Yang Dikerjakan -
1. Dalam teks tentang Dardanella, wilayah mana saja yang disebut pernah dikelilingi kelompok teater itu? Sebutkan semuanya.
2. Sunting bagian teks tentang Dardanella yang bermula pada kata-kata "Senin, 22 Desember" dan berakhir sesudah "dirasakan langsung penikmatnya.". Ganti "Sidoarjo" dengan "Surabaya".

Senin, 22 Desember 2014



Seandainya “Dardanella” Masih Ada
Oleh Autar Abdillah

Dardanella adalah Toneel atau rombongan sandiwara yang pupuler pada 1926-1930-an. Sebuah kelompok teater yang lahir di Sidoarjo (21 Juni 1926) dan mampu berkeliling Asia, Eropa dan Amerika. Mungkin sulit membayangkan saat ini, bagaimana sebuah kelompok teater yang lahir di salah satu kota di Jawa Timur, mampu tampil di berbagai kota besar dunia. Untuk tampil berkeliling di kota-kota di Jawa Timur saja, bukan perkara mudah. Tapi, inilah salah satu ciri penting teater-teater yang mampu menangkap kebutuhan publik sekaligus “idealisme” senimannya. Inovasi-inovasi yang dilakukan bukan sekedar teks akademik, tetapi beroperasi di lapangan dan dirasakan langsung penikmatnya.

Butir data:

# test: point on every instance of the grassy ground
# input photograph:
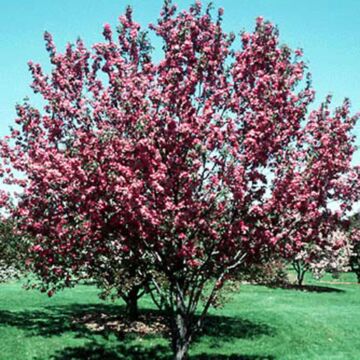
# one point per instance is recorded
(257, 323)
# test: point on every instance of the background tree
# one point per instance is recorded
(355, 238)
(191, 165)
(330, 255)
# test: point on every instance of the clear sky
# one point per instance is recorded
(327, 30)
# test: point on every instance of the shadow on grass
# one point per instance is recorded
(57, 320)
(95, 351)
(312, 288)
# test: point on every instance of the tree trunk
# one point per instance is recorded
(300, 272)
(180, 333)
(132, 307)
(300, 277)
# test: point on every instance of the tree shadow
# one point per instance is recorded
(95, 351)
(234, 327)
(310, 288)
(57, 320)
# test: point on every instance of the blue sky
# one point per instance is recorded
(327, 30)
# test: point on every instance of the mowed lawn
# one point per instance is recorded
(256, 323)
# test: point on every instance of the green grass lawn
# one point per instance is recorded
(257, 323)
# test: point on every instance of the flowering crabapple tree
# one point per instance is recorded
(188, 167)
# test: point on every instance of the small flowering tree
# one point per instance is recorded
(187, 167)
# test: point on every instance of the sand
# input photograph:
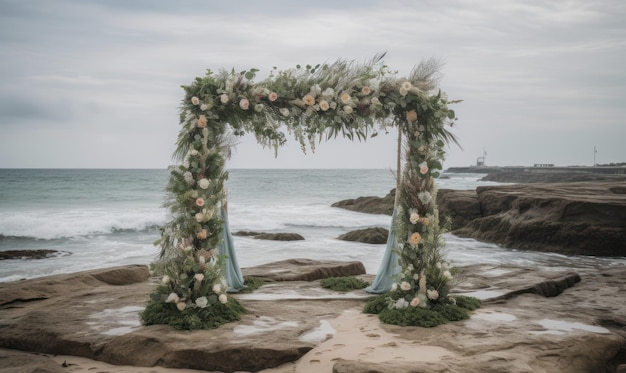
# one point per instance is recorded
(351, 336)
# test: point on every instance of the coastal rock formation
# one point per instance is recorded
(580, 327)
(587, 218)
(376, 235)
(550, 177)
(270, 236)
(583, 218)
(370, 205)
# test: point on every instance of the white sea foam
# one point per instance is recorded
(55, 224)
(106, 218)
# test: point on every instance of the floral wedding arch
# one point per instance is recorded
(342, 98)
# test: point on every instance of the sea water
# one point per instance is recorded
(98, 218)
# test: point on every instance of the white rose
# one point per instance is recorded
(202, 302)
(432, 294)
(203, 183)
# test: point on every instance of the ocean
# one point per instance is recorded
(98, 218)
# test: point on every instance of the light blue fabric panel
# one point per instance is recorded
(232, 272)
(389, 266)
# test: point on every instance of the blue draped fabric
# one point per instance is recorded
(388, 267)
(232, 272)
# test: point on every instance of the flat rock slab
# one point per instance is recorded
(518, 329)
(304, 270)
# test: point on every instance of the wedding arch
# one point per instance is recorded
(354, 100)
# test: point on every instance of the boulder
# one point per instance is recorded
(304, 270)
(531, 320)
(586, 218)
(374, 235)
(271, 236)
(550, 177)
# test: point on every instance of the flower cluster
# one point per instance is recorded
(352, 100)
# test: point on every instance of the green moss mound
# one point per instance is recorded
(343, 283)
(251, 284)
(211, 317)
(437, 314)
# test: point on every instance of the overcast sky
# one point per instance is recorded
(96, 84)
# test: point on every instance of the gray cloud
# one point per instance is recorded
(542, 82)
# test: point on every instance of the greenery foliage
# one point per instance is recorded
(343, 283)
(251, 284)
(311, 103)
(159, 312)
(436, 314)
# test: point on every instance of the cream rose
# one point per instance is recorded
(202, 235)
(308, 100)
(172, 298)
(415, 239)
(203, 183)
(411, 116)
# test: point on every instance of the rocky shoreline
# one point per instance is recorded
(531, 320)
(573, 218)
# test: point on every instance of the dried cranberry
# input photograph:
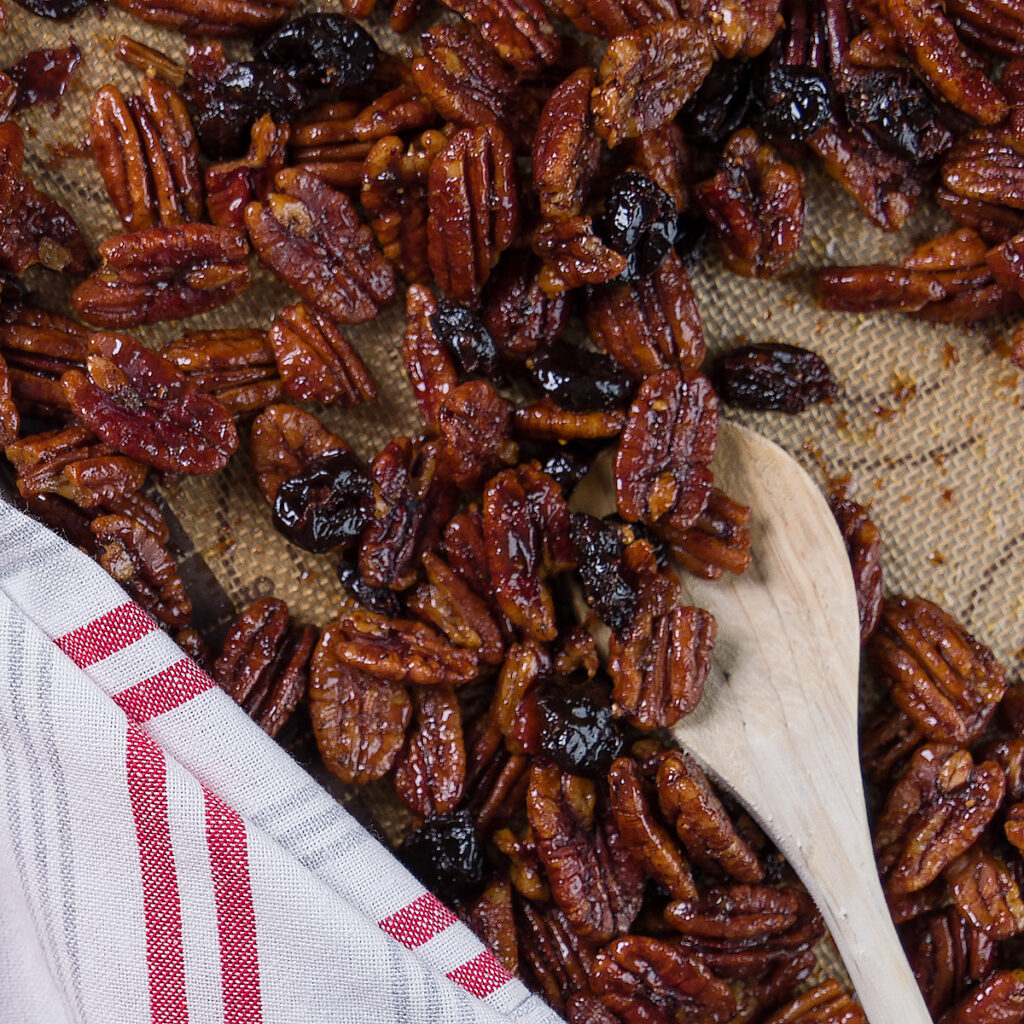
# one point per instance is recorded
(59, 10)
(578, 730)
(468, 339)
(322, 49)
(638, 222)
(326, 506)
(896, 109)
(794, 101)
(717, 110)
(225, 104)
(599, 545)
(581, 381)
(379, 599)
(444, 853)
(774, 376)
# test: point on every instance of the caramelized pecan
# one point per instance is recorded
(146, 152)
(315, 360)
(310, 236)
(359, 720)
(264, 665)
(164, 273)
(945, 681)
(141, 404)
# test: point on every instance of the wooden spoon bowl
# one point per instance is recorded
(777, 724)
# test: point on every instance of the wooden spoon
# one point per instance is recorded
(777, 724)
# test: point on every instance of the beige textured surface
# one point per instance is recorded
(942, 467)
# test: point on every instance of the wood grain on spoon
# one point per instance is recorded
(777, 724)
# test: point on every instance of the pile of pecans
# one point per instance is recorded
(537, 209)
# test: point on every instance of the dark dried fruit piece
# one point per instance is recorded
(359, 721)
(945, 681)
(264, 664)
(164, 273)
(310, 236)
(141, 404)
(773, 376)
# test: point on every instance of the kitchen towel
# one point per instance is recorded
(163, 860)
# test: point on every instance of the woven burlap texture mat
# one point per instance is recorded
(928, 423)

Jawaban Soal -
1. Asia, Eropa, dan Amerika.

2.
Senin, 22 Desember 2014



Seandainya “Dardanella” Masih Ada
Oleh Autar Abdillah

Dardanella adalah Toneel atau rombongan sandiwara yang pupuler pada 1926-1930-an. Sebuah kelompok teater yang lahir di Surabaya (21 Juni 1926) dan mampu berkeliling Asia, Eropa dan Amerika. Mungkin sulit membayangkan saat ini, bagaimana sebuah kelompok teater yang lahir di salah satu kota di Jawa Timur, mampu tampil di berbagai kota besar dunia. Untuk tampil berkeliling di kota-kota di Jawa Timur saja, bukan perkara mudah. Tapi, inilah salah satu ciri penting teater-teater yang mampu menangkap kebutuhan publik sekaligus “idealisme” senimannya. Inovasi-inovasi yang dilakukan bukan sekedar teks akademik, tetapi beroperasi di lapangan dan dirasakan langsung penikmatnya.